SHORT PROBLEM =
Revise all the entries below by replacing "Annotate each instance" with "Mark every instance" wherever it occurs, leaving everything else unchanged. Omit the pictures from your answer.

-- START ENTRIES SHOWN --

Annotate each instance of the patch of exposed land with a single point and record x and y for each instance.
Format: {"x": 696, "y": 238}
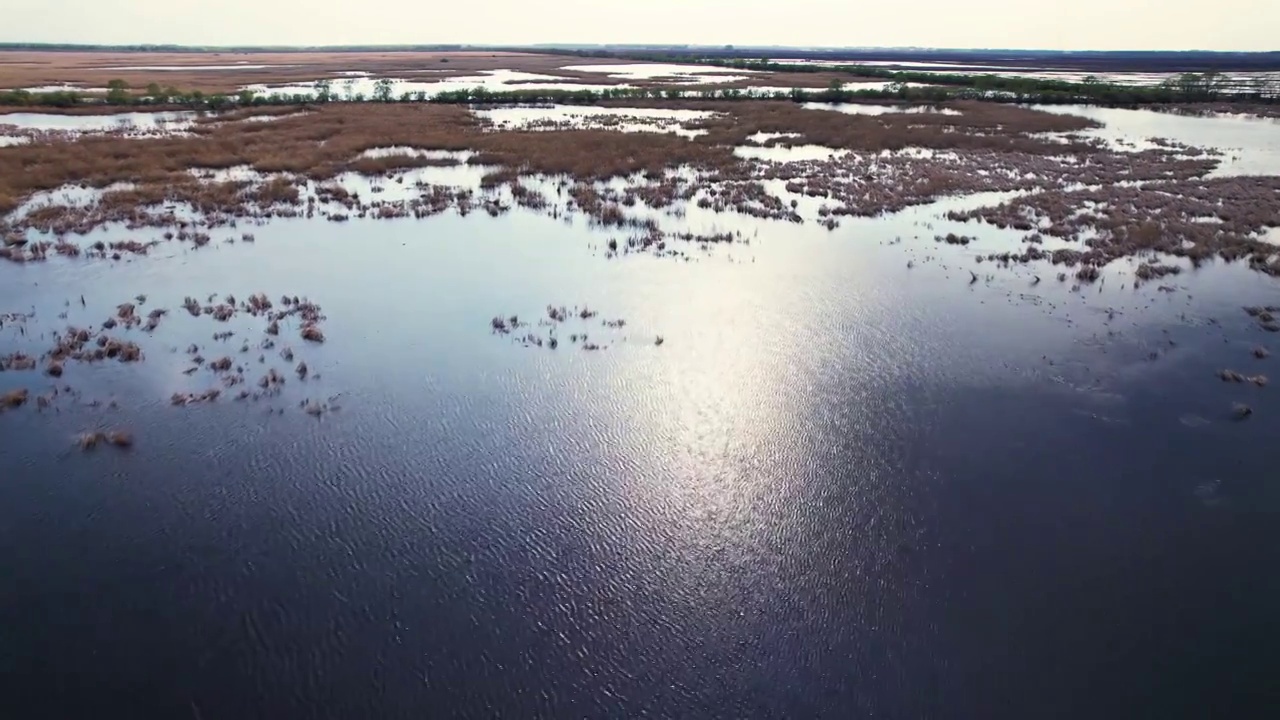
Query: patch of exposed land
{"x": 90, "y": 73}
{"x": 1060, "y": 194}
{"x": 257, "y": 163}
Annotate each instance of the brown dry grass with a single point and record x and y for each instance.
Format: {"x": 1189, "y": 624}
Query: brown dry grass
{"x": 92, "y": 69}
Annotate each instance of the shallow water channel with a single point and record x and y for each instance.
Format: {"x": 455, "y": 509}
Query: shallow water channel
{"x": 860, "y": 475}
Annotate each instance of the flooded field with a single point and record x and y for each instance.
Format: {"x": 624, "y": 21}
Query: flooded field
{"x": 704, "y": 409}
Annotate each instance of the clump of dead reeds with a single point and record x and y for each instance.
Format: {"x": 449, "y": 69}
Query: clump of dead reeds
{"x": 13, "y": 399}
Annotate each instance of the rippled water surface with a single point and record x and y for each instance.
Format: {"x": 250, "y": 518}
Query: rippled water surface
{"x": 853, "y": 481}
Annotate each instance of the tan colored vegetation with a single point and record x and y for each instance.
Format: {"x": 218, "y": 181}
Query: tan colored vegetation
{"x": 1160, "y": 217}
{"x": 94, "y": 69}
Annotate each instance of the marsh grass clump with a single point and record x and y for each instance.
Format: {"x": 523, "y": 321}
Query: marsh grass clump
{"x": 1088, "y": 274}
{"x": 117, "y": 438}
{"x": 182, "y": 399}
{"x": 13, "y": 399}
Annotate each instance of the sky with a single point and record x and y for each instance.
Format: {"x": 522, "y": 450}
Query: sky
{"x": 1078, "y": 24}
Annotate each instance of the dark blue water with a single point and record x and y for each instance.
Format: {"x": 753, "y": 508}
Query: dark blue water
{"x": 840, "y": 488}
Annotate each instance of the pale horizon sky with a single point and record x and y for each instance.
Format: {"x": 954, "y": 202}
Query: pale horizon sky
{"x": 1080, "y": 24}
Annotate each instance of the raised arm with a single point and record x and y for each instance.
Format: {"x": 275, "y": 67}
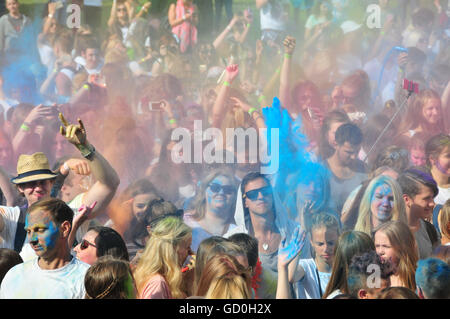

-- END ENTRIES SHOWN --

THE COMPLETED TASK =
Mark every instance of the patch of exposed land with a single point and record x and y for each instance.
Format: {"x": 696, "y": 238}
Query: patch of exposed land
{"x": 90, "y": 73}
{"x": 1060, "y": 194}
{"x": 257, "y": 163}
Mark every instance of the brown dry grass with a single point and record x and y for each instance.
Format: {"x": 1189, "y": 624}
Query: brown dry grass
{"x": 92, "y": 69}
Mark every instance of the shallow water channel with a single point and record x and y for each instance.
Format: {"x": 455, "y": 509}
Query: shallow water channel
{"x": 860, "y": 475}
Mark every instance of the flooded field with a single point and record x and y for each instance.
Format: {"x": 624, "y": 21}
Query: flooded field
{"x": 704, "y": 409}
Mark every instance of the clump of dead reeds with a single point and record x and y for each instance.
Format: {"x": 449, "y": 69}
Query: clump of dead reeds
{"x": 13, "y": 399}
Mark every instance of the rippled water surface with a single point and record x and y for each instance.
Format: {"x": 250, "y": 518}
Query: rippled water surface
{"x": 853, "y": 481}
Mark every instance of the tan colored vegetation with a single point and record x and y for each instance.
Format: {"x": 218, "y": 181}
Query: tan colored vegetation
{"x": 1160, "y": 217}
{"x": 94, "y": 69}
Mark every instance of the marsh grass clump with a single point and record x and y for each instance.
Format: {"x": 523, "y": 321}
Query: marsh grass clump
{"x": 1088, "y": 274}
{"x": 117, "y": 438}
{"x": 182, "y": 399}
{"x": 13, "y": 399}
Mark every instance of the sky with a single point and record x and y for each instance.
Format: {"x": 522, "y": 450}
Query: sky
{"x": 1078, "y": 24}
Mark every instance of the dark blue water with a single point and record x and y for each instance.
Format: {"x": 753, "y": 508}
Query: dark blue water
{"x": 840, "y": 488}
Mark every instance of the pale horizon sky with a single point and record x and y for each instance.
Format: {"x": 954, "y": 202}
Query: pale horizon sky
{"x": 1080, "y": 24}
Mark every instance of the raised arm with a single point and record x and y for each instance.
Format: {"x": 275, "y": 67}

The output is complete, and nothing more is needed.